My ongoing attempts to replace my honeybee apple pollinators with tubes of Japanese Hornfaced Bees for apple pollination (see the various works of Suzanne Batra, USDA from the 90s onward) settled into a configuration that allowed for spraying, as there simply was no way to convince any apple grower to not spray.

So, the initial "thinning" spray (perversely, the use of an insecticide, most often "SEVIN" [Carbaryl] as an herbicide) is the most dangerous to solitary bees, as they are likely still active, and their eggs have yet to hatch.  The problem was solved with a pair of activated charcoal respirator filters, a CPU fan, a small solar panel, and a battery.  Each deployment unit (a metal Chock-Full-Of-Nuts coffee can) contained 60 to 70 empty paper-in-cardboard nesting tubes from Crown Bees.  The cocoons for this year's pollination force had been removed from their tubes during winter, candled, and placed in a tray attached to the inside of the coffee can from which they would hatch.

-- DATASET ROWS --

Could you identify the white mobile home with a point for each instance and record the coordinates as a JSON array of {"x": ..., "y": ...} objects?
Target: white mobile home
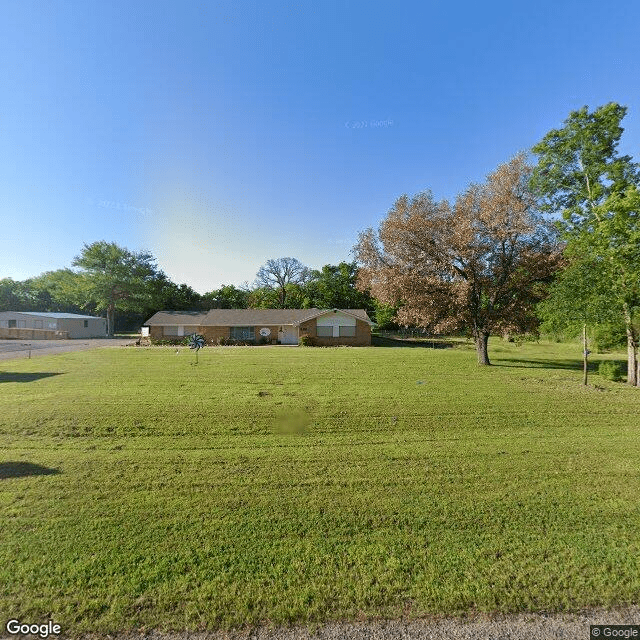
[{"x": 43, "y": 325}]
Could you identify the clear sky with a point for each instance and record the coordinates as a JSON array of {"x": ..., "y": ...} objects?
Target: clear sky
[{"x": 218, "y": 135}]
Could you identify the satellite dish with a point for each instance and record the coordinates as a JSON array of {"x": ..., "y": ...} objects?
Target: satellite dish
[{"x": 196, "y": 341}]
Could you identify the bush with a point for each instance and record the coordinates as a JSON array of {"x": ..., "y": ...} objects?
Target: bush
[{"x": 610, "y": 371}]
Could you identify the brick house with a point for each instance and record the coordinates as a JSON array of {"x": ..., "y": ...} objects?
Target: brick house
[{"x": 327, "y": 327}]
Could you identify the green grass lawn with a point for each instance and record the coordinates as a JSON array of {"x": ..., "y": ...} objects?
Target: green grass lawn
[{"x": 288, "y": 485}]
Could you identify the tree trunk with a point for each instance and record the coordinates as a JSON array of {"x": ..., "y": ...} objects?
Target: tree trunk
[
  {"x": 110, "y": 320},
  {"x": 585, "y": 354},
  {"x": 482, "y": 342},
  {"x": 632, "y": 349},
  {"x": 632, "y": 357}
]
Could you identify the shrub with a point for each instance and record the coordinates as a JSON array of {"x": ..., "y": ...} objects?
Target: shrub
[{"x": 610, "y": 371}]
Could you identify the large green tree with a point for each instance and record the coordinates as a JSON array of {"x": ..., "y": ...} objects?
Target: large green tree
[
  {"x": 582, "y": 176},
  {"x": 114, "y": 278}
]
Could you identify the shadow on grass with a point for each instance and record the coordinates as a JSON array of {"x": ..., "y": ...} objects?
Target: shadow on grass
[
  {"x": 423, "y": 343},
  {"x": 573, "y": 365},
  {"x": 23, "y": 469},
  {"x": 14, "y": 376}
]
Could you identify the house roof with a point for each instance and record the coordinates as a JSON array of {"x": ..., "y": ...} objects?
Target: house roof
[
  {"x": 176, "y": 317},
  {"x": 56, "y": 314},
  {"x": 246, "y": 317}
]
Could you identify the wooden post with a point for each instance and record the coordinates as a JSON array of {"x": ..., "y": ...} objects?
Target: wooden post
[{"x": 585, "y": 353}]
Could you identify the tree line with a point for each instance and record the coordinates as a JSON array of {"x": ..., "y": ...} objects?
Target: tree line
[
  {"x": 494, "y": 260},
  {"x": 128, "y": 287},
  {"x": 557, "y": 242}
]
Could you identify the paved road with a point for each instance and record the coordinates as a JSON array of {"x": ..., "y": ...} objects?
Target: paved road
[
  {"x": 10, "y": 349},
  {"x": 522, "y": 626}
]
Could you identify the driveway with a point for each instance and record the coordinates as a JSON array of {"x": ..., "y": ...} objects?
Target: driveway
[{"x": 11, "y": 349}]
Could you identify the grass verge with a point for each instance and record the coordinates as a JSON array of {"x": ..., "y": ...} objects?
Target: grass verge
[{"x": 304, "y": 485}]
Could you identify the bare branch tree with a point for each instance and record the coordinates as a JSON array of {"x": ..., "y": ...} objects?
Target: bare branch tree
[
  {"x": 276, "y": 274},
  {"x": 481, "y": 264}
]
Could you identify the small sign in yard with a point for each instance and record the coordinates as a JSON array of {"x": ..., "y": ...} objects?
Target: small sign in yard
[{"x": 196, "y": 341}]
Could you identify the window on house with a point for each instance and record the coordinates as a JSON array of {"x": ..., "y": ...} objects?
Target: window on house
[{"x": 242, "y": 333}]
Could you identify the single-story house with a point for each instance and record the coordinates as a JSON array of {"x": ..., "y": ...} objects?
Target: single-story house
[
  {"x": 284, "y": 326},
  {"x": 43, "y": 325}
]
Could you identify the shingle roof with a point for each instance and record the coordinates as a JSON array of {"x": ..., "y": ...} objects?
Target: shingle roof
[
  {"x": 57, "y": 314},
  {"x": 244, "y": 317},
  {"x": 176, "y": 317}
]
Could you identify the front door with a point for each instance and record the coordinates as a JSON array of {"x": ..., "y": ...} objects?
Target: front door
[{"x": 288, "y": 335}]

--

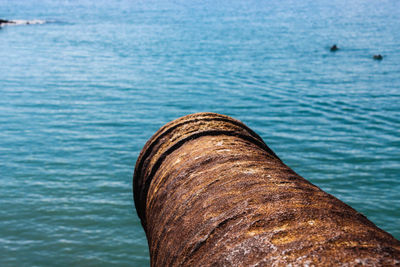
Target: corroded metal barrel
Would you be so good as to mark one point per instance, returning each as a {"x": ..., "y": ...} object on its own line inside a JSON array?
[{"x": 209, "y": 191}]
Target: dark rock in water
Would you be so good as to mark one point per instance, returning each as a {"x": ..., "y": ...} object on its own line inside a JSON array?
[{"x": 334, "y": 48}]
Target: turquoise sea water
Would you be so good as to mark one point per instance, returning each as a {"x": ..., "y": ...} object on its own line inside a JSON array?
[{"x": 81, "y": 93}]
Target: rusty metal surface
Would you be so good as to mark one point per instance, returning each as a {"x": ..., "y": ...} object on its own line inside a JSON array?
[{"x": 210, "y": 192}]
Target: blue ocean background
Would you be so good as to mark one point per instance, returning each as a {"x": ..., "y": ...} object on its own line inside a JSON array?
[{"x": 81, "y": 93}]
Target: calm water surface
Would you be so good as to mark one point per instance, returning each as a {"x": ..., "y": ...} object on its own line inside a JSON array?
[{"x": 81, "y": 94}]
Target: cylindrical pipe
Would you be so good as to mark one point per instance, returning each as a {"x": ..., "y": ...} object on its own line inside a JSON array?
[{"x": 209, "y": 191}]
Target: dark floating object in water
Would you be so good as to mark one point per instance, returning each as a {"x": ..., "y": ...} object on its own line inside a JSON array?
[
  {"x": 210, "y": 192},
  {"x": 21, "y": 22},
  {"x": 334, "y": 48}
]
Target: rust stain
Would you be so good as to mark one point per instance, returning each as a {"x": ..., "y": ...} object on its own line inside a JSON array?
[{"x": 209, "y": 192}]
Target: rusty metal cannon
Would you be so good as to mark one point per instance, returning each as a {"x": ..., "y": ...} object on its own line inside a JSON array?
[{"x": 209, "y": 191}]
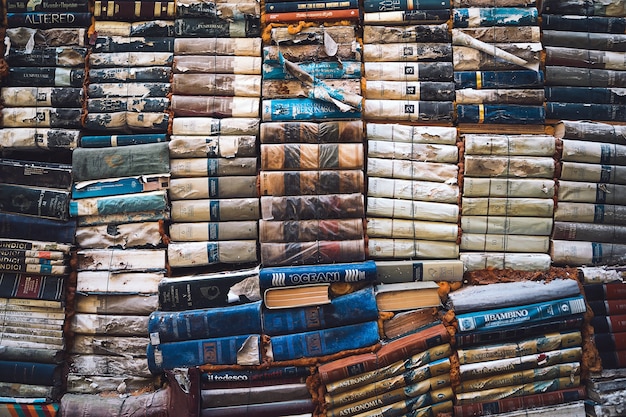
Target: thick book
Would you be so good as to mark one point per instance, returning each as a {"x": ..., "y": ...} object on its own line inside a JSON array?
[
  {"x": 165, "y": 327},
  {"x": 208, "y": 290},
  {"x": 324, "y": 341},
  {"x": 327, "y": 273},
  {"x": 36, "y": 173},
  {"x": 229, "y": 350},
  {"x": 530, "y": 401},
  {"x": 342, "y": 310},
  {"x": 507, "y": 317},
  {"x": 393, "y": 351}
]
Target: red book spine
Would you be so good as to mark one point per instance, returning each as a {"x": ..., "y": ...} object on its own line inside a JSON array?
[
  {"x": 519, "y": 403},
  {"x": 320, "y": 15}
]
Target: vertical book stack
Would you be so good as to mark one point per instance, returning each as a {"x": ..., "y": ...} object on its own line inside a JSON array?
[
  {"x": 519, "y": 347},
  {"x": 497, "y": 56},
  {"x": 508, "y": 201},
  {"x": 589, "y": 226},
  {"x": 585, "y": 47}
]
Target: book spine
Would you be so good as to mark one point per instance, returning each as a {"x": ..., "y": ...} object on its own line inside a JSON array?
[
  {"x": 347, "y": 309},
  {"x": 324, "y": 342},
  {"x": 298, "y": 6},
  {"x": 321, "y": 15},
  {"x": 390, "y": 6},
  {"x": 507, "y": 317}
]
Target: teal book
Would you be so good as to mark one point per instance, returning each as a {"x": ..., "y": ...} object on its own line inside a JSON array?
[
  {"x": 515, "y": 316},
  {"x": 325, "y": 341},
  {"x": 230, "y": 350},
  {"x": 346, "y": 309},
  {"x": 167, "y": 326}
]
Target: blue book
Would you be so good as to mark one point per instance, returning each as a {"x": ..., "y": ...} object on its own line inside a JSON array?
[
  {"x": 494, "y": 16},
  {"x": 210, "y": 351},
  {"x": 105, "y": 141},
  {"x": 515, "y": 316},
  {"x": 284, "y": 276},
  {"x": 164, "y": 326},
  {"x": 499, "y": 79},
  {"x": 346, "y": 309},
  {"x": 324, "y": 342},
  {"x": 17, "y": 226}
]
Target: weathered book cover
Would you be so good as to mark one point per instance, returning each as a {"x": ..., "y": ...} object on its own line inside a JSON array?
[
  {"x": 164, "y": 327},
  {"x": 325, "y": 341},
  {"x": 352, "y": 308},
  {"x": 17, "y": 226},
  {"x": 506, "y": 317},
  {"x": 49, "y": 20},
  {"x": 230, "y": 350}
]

* * *

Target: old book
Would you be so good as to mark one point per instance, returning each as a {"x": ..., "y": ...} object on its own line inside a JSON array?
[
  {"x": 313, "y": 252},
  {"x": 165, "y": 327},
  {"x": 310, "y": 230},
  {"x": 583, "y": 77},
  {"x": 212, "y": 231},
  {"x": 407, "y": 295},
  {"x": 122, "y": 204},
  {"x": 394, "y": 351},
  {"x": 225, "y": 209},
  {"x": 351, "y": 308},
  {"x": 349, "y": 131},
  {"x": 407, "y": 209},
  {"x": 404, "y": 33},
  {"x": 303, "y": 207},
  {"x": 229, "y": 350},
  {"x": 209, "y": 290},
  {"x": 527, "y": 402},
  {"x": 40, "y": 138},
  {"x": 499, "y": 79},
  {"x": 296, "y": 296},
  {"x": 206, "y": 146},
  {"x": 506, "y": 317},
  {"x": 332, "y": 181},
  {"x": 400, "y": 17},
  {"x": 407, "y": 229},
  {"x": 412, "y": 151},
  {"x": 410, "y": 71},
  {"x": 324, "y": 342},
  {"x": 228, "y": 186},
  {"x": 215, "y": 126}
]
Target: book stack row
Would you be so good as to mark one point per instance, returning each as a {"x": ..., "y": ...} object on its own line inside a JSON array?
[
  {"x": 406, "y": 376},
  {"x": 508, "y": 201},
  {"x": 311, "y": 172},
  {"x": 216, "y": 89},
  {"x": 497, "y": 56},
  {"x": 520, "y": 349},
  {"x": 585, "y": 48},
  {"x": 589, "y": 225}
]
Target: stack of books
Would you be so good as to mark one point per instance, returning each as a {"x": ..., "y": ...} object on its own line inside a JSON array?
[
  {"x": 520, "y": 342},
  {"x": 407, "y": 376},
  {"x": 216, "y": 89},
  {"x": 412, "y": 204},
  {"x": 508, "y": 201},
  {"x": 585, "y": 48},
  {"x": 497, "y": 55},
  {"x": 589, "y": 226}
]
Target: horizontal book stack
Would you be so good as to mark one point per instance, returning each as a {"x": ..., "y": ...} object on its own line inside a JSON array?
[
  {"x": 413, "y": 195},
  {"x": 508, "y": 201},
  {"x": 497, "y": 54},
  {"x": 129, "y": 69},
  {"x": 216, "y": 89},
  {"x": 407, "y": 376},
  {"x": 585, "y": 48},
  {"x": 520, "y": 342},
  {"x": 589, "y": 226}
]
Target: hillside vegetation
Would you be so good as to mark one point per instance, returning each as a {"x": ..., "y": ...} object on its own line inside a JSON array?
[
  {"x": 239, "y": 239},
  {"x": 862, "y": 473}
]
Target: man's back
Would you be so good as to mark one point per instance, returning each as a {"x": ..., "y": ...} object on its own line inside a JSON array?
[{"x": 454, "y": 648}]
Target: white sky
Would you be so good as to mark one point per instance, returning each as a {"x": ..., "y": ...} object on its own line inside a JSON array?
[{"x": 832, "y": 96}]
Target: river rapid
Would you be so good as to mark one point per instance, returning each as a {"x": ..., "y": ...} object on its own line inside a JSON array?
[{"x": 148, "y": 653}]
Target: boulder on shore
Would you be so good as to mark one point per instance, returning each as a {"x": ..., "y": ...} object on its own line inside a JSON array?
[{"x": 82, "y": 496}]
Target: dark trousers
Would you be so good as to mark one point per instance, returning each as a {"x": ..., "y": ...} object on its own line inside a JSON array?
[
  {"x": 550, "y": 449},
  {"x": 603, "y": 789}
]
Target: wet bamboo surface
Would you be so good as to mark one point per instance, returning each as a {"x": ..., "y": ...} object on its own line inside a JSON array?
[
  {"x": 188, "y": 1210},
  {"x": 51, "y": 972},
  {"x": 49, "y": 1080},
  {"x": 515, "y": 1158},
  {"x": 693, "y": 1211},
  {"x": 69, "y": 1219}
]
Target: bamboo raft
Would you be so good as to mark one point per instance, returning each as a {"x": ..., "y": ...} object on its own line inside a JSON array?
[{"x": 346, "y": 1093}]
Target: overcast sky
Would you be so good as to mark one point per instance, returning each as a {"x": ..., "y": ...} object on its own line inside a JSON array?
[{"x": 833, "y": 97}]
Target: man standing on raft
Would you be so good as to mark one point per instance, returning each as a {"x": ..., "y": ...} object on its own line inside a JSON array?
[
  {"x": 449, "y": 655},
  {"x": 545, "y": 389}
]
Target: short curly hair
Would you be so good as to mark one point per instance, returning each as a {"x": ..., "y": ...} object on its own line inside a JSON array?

-- REQUEST A --
List every line of the entries above that contains the string "dark".
-- REQUEST B --
Extend the passage on using solitary bees for apple pollination, picking up after its final sentence.

-- EXERCISE RESPONSE A --
Target: dark rock in water
Target: dark floating object in water
Target: dark trousers

-- EXERCISE RESPONSE B --
After sunset, when all the bees would be resting in whichever tube they were working, the wasp-barrier mesh would be removed from each can's opening, and replaced with the original plastic airtight lid.  The solar panel would have charged the battery (along with spinning the fan all day) well enough to keep the fan running all night, so the fan never stopped spinning day or night, and the bees would not suffocate or overheat.  A filter was on both the "in" and "out" vents.  (These days, there are cheap single-chip solar charge controllers to regulate battery charging, but I simply admitted that the batteries were a consumable, and replaced them all every year.)

After the spray had dried, the lids could be removed, and the bees could fly and continue to forage after thinning.  The adults would die off in July, and the cans could be moved after egg hatch, larval period, and cocoon spinning, mid-August in VA, so any further sprays would prompt additional trips to seal up the openings.

While this worked, mortality was still high "in the orchard", for a variety of reasons, necessitating a central breeding population  away from all poisons from which to replenish the foraging force each spring.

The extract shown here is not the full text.